◆ Required task
Rewrite the rows starting at the line that contains "Target — blurred background water" and ending at the last row, with the requests kept unchanged. Offset every x and y coordinate in the answers by -47.
═══ Exercise data ═══
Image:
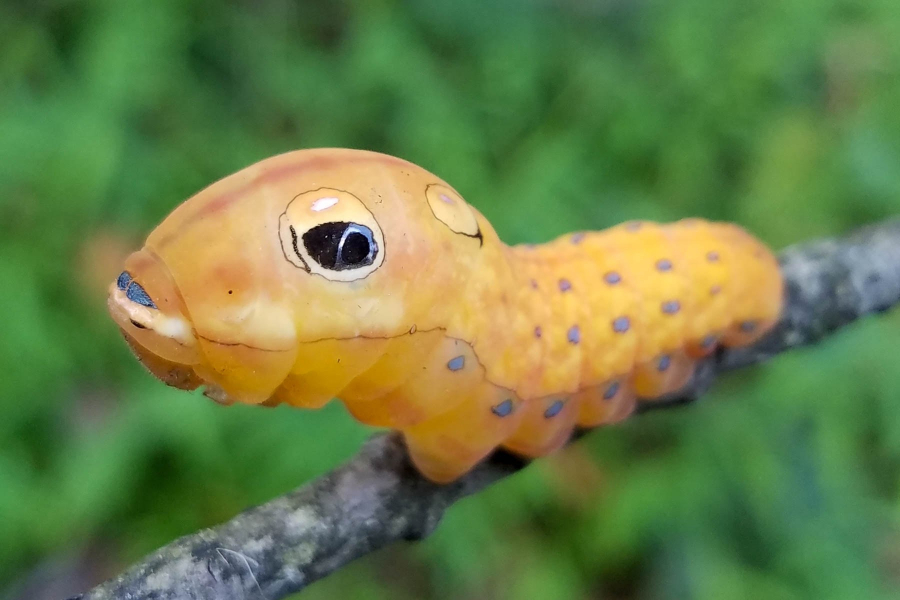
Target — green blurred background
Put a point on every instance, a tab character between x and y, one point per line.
549	115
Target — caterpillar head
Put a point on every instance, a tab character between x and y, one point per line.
302	247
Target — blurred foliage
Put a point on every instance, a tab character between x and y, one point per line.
549	115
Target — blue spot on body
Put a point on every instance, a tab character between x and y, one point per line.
621	324
671	307
457	363
504	409
611	391
137	294
123	280
554	409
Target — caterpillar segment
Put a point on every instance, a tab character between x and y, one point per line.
341	273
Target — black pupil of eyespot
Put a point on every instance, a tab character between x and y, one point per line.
340	245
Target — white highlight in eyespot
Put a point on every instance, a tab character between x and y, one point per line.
324	203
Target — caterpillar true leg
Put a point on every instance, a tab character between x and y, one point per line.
346	273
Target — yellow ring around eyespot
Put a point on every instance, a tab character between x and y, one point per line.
451	210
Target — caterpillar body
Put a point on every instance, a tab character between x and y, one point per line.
343	273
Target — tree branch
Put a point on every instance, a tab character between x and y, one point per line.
377	498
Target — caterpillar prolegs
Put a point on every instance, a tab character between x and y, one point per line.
343	273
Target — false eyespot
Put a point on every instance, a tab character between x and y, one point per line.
452	211
331	233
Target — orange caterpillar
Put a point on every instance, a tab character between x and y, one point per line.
343	273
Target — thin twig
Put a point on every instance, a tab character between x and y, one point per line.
377	498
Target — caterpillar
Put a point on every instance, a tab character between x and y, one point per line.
329	273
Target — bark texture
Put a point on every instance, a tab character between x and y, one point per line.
280	547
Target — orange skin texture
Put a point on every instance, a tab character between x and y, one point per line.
460	342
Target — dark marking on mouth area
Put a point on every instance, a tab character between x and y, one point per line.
123	280
139	295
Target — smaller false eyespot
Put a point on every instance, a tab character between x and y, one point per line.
452	211
331	233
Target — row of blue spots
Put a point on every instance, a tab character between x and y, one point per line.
504	409
665	361
621	324
455	364
611	390
671	307
554	409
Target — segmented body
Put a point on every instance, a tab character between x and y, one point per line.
441	331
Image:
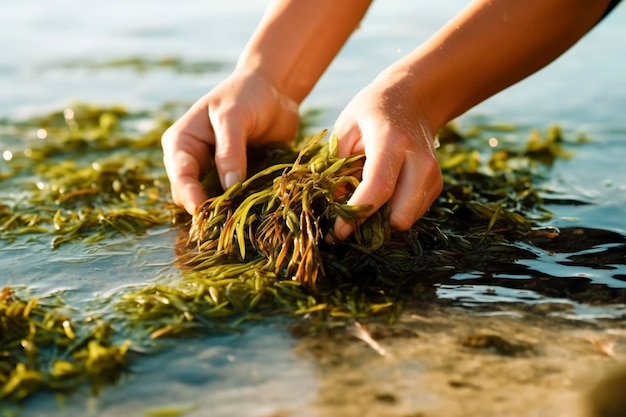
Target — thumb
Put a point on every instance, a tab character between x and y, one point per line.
230	151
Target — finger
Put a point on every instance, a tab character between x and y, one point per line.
379	177
418	185
184	170
230	149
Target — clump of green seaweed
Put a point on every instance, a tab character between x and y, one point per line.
254	251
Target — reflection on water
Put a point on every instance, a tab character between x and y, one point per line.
264	371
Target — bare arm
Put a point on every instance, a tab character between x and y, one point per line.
294	43
487	47
491	45
297	39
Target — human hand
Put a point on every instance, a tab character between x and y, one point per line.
244	108
386	123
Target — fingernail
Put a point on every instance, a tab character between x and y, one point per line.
343	231
231	178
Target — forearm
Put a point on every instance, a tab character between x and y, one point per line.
297	39
489	46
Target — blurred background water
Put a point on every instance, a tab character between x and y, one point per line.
49	53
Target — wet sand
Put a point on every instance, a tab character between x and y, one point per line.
443	361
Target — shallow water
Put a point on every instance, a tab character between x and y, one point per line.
43	66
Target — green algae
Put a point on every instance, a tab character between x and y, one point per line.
257	250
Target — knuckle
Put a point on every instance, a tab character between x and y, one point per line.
401	221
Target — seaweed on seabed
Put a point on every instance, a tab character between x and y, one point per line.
277	220
256	250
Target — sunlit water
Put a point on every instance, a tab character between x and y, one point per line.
42	44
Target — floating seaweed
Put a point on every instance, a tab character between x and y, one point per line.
═══
◆ The answer
Target — blurred background water
Put a point on every instance, a tab character between x and y, one point per line.
2	6
Target — wet sand
Put a point on every instance, a tab character between x and y, one point per line.
396	314
Target — shallow water
Put a point on every instance, a tab character between x and y, one point per line.
-4	19
Target — green algae
Put a point on every instance, a tab character between x and y, one point per line.
210	203
Target — knuckle
Put a point on every instance, a tab character between x and y, one point per line.
354	174
Target — seaweed on seabed
Put a point on every instance, a tab character between x and y, one point per line.
230	173
209	203
Target — sunlit water
Put a point on every instance, a tab character between x and y, one point per line.
-5	-3
Target — floating seaweed
Put a point on every instance, a tab character between x and y, one point per line.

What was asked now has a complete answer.